====== TEXTE FOURNI

FÊTES ET CALENDRIERS EN GAULE

Calendrier celtique · Calendrier romain (observations mensuelles · fêtes à Rome · dates importantes en Gaule)

Une des fonctions de la religion est de structurer la vie mortelle selon des signes de route spirituels. Le temps est une des dimensions fondamentales d’une telle structure. Nous connaissons deux calendriers utilisés en Gaule à des fins religieuses : le calendrier celtique de Coligny, témoin d’une base de savoirs astronomiques importante ; et le calendrier romain, qui reste mutatis mutandis celui que nous utilisons toujours. Ici on présente le dossier du calendrier de Coligny, sans prétendre en élucider tous les mystères. On examine également les spécificités du calendrier romain dans l’Antiquité, et surtout dans son utilisation en Gaule.

Le calendrier de Coligny

Une avalanche de documents au sujet de la Gaule s’est détruite au fil des années, comprenant des œuvres de littérature, de philosophie, de rhétorique, d’histoire et d’ethnographie. On sait qu’elles existaient, mais rien n’en reste plus. On est donc d’autant plus heureux de posséder un calendrier celtique, vrai et authentique. Découvert à Coligny chez les Séquanes, le calendrier a été rédigé en langue gauloise, probablement au lendemain de la Conquête. Il s’agit d’un calendrier luni-solaire à douze mois (mais à treize en cas d’intercalation). Le rythme des intercalations suit un cycle de cinq années. Un mot de Pline nous assure que les Celtes avaient en outre des « siècles » de trente années, et donc de six itérations de ces cycles quinquennaux.[1] Voilà un calendrier dont la complexité atteste de la sophistication mathématique et astronomique des Gaulois.[2]

Cependant, l’utilisation du calendrier de Coligny nous pose bien des problèmes. Le premier est qu’on ignore la date, et même la saison, où l’année gauloise commence. Des théories rivales existent sur ce sujet, des érudits capables et intelligents sont arrivés à des conclusions contraires. Si nous suivons alors ces rythmes de cinq et de trente ans... où mettrons-nous son début ?

============
====== ENTRÉES EXTRAITES

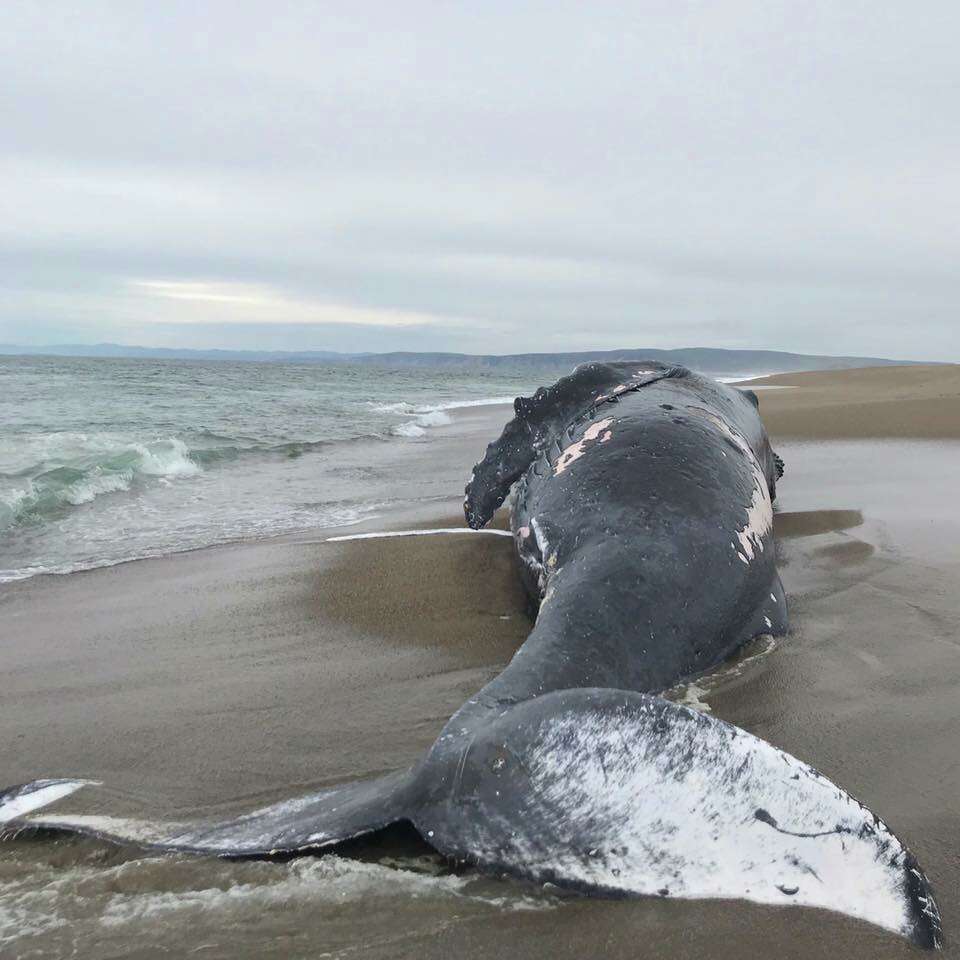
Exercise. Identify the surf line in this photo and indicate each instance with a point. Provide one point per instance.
(414, 533)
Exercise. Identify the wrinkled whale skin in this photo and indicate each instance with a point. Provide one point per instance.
(642, 518)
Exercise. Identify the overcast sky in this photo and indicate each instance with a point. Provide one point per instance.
(482, 177)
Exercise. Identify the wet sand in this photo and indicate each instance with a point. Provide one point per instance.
(210, 682)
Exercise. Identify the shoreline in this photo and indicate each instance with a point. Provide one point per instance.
(216, 680)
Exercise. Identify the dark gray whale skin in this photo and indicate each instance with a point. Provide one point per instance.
(642, 520)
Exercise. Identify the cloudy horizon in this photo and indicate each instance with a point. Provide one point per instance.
(485, 178)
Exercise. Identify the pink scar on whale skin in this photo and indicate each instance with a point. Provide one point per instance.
(577, 450)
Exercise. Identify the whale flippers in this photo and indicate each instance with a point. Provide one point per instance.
(623, 793)
(312, 822)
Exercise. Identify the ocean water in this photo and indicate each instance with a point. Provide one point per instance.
(105, 460)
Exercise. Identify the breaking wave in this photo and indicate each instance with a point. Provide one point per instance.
(53, 488)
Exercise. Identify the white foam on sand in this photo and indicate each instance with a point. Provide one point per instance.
(413, 533)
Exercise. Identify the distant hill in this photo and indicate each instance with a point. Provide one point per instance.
(704, 359)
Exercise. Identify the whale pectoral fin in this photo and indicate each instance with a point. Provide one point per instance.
(311, 822)
(624, 793)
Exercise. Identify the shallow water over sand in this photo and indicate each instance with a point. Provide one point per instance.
(261, 671)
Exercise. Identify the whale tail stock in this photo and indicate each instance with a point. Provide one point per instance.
(309, 823)
(630, 794)
(597, 790)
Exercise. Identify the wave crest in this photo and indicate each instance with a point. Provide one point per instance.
(81, 481)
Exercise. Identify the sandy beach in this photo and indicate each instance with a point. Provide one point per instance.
(217, 680)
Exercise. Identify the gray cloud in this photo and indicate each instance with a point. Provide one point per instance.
(520, 176)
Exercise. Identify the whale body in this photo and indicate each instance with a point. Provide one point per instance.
(643, 522)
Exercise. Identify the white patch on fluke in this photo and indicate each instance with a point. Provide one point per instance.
(39, 794)
(577, 450)
(696, 808)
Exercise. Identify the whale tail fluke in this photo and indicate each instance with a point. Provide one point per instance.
(624, 793)
(312, 822)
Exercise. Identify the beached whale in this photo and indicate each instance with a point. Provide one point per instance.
(643, 521)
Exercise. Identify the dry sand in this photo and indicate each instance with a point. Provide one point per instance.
(253, 672)
(920, 402)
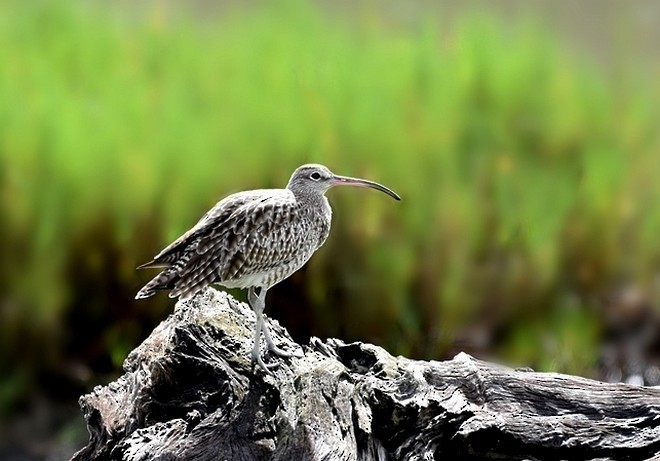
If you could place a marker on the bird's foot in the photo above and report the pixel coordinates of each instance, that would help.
(257, 359)
(282, 353)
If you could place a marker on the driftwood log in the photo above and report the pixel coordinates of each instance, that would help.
(189, 393)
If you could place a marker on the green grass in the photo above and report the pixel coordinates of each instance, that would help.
(528, 176)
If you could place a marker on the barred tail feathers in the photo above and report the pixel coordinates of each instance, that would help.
(163, 281)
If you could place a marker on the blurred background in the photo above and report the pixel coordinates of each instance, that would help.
(523, 136)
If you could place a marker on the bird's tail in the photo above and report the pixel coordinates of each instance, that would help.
(163, 281)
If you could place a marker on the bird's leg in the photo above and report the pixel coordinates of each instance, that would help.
(257, 303)
(270, 344)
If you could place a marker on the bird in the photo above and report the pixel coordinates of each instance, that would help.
(253, 240)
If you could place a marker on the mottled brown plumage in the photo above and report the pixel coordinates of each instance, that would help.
(253, 240)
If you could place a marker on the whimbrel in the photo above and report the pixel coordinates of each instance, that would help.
(253, 239)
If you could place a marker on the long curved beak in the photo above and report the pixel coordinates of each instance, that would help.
(346, 181)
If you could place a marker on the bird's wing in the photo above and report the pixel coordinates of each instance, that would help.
(258, 236)
(214, 218)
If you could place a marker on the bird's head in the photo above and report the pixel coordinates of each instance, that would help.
(314, 179)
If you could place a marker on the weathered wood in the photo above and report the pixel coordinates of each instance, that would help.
(189, 392)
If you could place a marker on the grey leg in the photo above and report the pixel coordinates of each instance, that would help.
(270, 344)
(257, 303)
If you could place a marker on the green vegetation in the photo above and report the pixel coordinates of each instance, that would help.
(528, 176)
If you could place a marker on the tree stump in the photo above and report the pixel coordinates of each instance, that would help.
(190, 392)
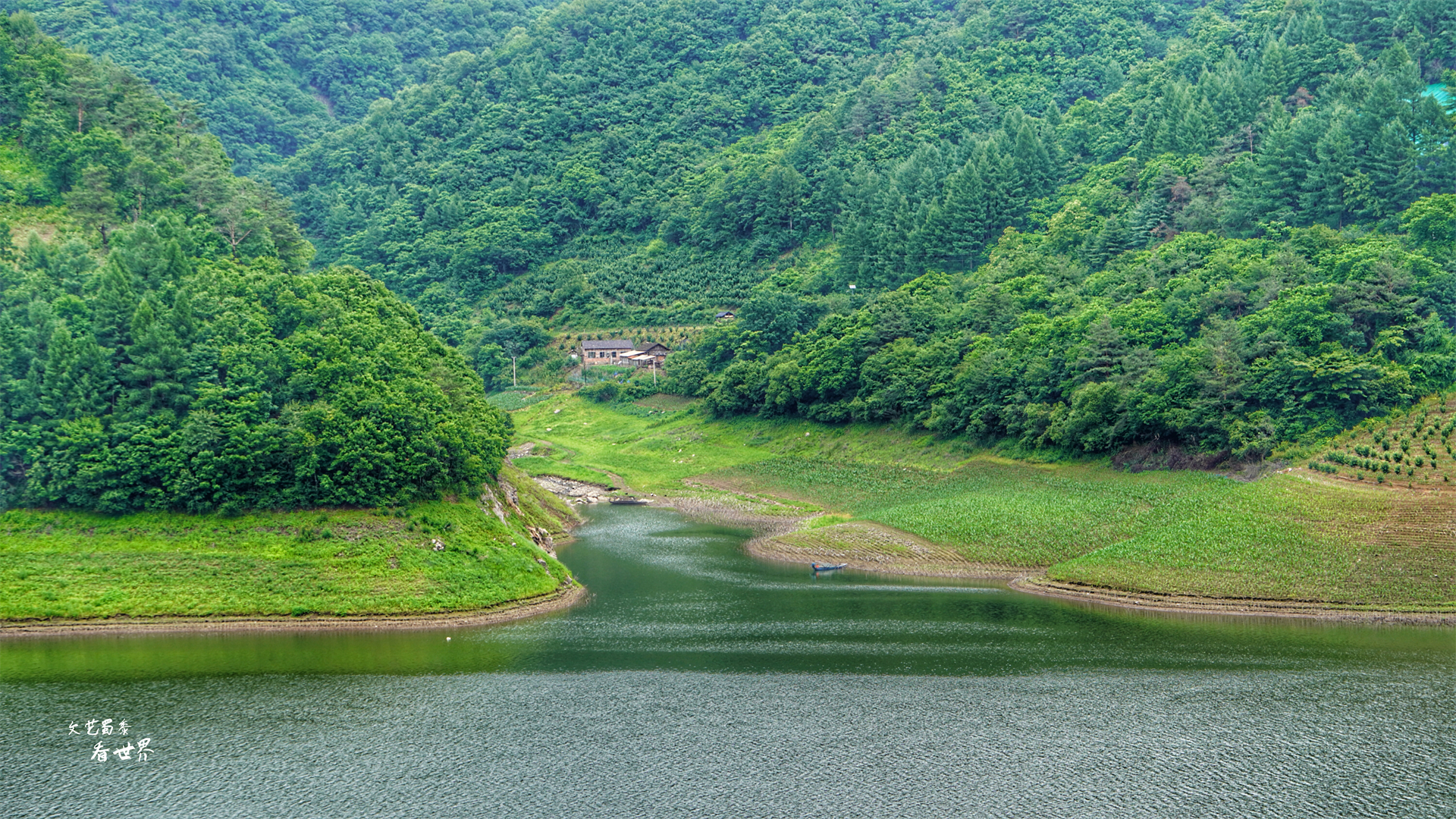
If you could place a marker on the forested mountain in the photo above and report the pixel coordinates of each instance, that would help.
(1076, 223)
(165, 349)
(273, 76)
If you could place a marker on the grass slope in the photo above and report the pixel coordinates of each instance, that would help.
(1410, 447)
(1289, 537)
(67, 564)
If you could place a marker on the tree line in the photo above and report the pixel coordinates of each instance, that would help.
(166, 349)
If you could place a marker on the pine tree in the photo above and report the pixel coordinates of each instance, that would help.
(1327, 194)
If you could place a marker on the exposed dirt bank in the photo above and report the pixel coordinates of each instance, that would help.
(564, 596)
(1041, 585)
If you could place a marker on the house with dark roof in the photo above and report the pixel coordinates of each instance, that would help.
(648, 356)
(604, 352)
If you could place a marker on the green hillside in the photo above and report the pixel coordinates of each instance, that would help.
(270, 77)
(162, 346)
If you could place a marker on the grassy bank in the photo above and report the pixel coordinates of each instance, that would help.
(1302, 535)
(66, 564)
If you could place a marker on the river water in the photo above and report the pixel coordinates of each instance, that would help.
(702, 682)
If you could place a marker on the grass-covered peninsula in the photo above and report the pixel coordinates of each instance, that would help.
(449, 556)
(883, 499)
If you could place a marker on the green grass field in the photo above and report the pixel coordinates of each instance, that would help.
(1288, 537)
(66, 564)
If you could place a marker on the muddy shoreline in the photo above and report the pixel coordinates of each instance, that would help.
(563, 598)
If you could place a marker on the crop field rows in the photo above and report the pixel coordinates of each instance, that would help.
(1410, 449)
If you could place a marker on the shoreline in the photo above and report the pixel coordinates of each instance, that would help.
(1248, 607)
(563, 598)
(921, 561)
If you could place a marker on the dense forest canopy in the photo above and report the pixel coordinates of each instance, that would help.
(1065, 222)
(267, 76)
(165, 349)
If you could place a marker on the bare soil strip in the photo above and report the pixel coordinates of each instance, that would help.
(1041, 585)
(560, 599)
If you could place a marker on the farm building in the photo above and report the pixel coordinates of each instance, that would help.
(604, 352)
(648, 356)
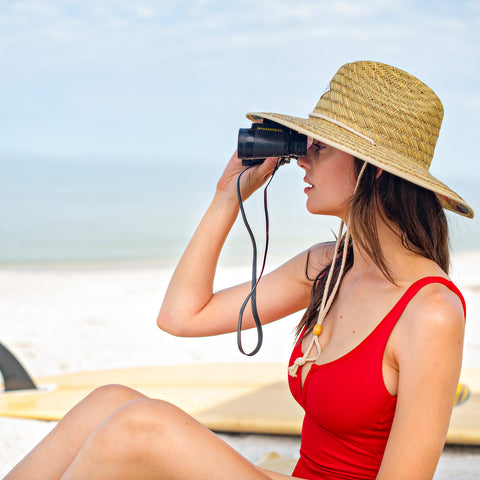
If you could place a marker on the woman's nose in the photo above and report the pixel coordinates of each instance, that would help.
(302, 162)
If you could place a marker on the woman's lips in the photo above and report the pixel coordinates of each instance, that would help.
(308, 187)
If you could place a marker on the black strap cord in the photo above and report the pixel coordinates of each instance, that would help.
(252, 296)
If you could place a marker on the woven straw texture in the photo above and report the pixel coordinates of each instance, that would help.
(384, 116)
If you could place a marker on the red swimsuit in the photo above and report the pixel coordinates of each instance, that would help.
(348, 410)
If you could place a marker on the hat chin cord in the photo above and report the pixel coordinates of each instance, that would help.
(327, 299)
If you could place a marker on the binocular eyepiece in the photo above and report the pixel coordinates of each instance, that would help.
(269, 139)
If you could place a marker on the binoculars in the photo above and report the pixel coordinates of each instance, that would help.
(269, 139)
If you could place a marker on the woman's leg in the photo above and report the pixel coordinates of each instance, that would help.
(152, 439)
(52, 456)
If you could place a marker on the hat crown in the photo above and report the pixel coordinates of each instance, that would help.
(391, 107)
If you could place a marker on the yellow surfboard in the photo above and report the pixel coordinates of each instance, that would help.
(225, 397)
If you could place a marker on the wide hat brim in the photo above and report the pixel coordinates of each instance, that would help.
(338, 137)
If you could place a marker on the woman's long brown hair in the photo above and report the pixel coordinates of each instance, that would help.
(414, 210)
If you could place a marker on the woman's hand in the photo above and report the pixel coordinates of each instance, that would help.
(251, 180)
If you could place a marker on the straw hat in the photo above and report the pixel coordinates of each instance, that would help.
(384, 116)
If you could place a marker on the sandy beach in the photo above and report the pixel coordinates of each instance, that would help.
(68, 318)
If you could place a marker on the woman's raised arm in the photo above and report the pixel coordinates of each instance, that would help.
(190, 307)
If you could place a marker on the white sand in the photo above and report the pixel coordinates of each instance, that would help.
(66, 319)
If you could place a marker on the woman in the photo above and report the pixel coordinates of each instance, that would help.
(379, 348)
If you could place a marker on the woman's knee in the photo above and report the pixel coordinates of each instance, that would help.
(115, 395)
(132, 430)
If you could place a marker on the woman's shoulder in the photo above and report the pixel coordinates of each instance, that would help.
(319, 256)
(435, 311)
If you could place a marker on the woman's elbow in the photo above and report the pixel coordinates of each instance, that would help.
(168, 324)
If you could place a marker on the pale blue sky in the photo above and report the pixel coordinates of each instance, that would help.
(170, 81)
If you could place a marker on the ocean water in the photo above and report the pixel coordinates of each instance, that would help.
(55, 211)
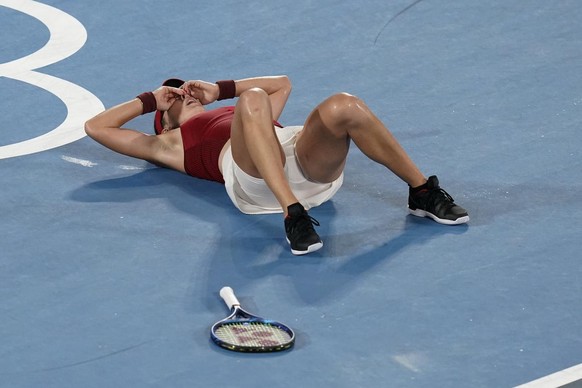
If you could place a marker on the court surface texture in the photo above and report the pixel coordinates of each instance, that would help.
(110, 267)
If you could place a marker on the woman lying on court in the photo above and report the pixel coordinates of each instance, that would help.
(266, 168)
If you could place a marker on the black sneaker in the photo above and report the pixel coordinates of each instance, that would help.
(432, 201)
(300, 233)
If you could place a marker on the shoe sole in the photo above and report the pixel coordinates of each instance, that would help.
(311, 248)
(424, 213)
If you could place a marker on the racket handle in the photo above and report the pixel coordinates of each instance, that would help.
(227, 294)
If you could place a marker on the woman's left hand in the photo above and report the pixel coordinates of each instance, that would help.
(166, 96)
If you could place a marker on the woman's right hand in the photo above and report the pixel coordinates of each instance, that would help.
(166, 96)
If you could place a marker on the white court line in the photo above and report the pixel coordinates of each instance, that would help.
(558, 379)
(67, 36)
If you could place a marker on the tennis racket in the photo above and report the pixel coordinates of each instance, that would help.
(242, 331)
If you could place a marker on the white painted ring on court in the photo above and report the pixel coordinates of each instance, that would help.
(67, 36)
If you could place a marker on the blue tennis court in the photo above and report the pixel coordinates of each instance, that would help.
(110, 267)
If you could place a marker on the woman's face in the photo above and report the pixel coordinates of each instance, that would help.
(182, 110)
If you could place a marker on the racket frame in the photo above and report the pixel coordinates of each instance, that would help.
(241, 316)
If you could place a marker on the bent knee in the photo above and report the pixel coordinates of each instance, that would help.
(254, 97)
(342, 108)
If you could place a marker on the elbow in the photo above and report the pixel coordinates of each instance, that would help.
(89, 131)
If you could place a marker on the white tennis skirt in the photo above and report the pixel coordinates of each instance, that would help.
(252, 195)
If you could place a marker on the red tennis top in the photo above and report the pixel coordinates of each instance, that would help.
(203, 137)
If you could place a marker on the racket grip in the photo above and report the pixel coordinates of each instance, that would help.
(227, 294)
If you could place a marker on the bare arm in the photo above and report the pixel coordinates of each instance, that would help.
(106, 129)
(277, 87)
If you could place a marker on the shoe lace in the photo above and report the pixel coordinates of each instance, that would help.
(302, 223)
(438, 196)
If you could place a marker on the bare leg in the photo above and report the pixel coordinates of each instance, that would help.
(255, 147)
(323, 145)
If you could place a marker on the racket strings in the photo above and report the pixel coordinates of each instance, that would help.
(252, 334)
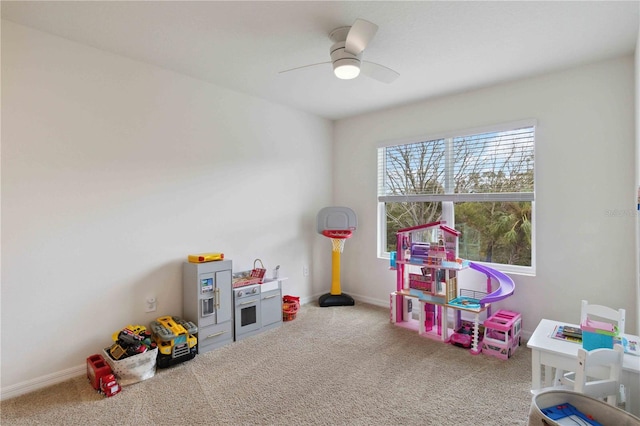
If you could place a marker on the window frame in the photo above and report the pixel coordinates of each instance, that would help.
(447, 200)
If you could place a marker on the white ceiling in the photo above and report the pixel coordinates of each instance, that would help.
(438, 47)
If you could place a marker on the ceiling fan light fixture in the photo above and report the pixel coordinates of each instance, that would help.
(346, 69)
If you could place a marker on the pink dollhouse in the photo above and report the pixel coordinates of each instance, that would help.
(427, 266)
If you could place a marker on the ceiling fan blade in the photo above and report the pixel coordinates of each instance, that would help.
(359, 36)
(378, 72)
(304, 66)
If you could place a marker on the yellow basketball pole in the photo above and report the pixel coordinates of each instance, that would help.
(335, 272)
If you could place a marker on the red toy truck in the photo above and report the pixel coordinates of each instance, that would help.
(101, 377)
(109, 386)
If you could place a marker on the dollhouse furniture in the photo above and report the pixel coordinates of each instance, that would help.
(548, 353)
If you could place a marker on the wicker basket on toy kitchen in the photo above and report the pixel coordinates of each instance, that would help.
(254, 276)
(290, 307)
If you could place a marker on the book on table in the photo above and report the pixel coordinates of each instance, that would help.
(574, 334)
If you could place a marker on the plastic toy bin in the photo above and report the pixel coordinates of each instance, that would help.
(597, 410)
(133, 369)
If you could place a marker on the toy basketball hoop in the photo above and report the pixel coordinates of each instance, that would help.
(338, 237)
(337, 224)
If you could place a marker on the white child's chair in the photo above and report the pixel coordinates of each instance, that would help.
(597, 374)
(598, 313)
(616, 317)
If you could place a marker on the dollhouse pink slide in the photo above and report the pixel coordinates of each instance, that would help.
(506, 284)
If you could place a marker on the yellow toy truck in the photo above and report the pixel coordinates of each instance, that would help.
(175, 340)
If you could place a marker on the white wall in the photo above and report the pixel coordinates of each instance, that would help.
(585, 169)
(637, 117)
(113, 171)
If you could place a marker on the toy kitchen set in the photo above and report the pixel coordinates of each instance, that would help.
(228, 306)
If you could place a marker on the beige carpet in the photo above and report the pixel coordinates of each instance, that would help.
(329, 366)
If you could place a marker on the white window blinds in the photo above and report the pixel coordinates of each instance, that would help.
(488, 166)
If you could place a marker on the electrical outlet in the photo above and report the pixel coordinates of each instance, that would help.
(152, 304)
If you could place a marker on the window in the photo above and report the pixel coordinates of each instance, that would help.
(481, 182)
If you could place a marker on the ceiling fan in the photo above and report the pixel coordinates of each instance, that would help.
(346, 53)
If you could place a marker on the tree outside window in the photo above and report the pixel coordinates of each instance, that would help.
(483, 183)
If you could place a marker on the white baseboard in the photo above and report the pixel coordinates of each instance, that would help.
(42, 382)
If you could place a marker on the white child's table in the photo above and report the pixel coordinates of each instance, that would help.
(551, 353)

============

--- ACTIVITÉ ---
Répondez à ces questions d'après le texte sur les fêtes et calendriers en Gaule :
1. Où le calendrier de Coligny a-t-il été découvert, et dans quelle langue est-il rédigé ?
2. Combien de mois compte ce calendrier ?
3. Selon Pline, combien d'années durent les « siècles » des Celtes ?

--- RÉPONSE ---
1. À Coligny, chez les Séquanes ; il est rédigé en langue gauloise.
2. Douze mois, mais treize en cas d'intercalation.
3. Trente années, soit six cycles de cinq ans.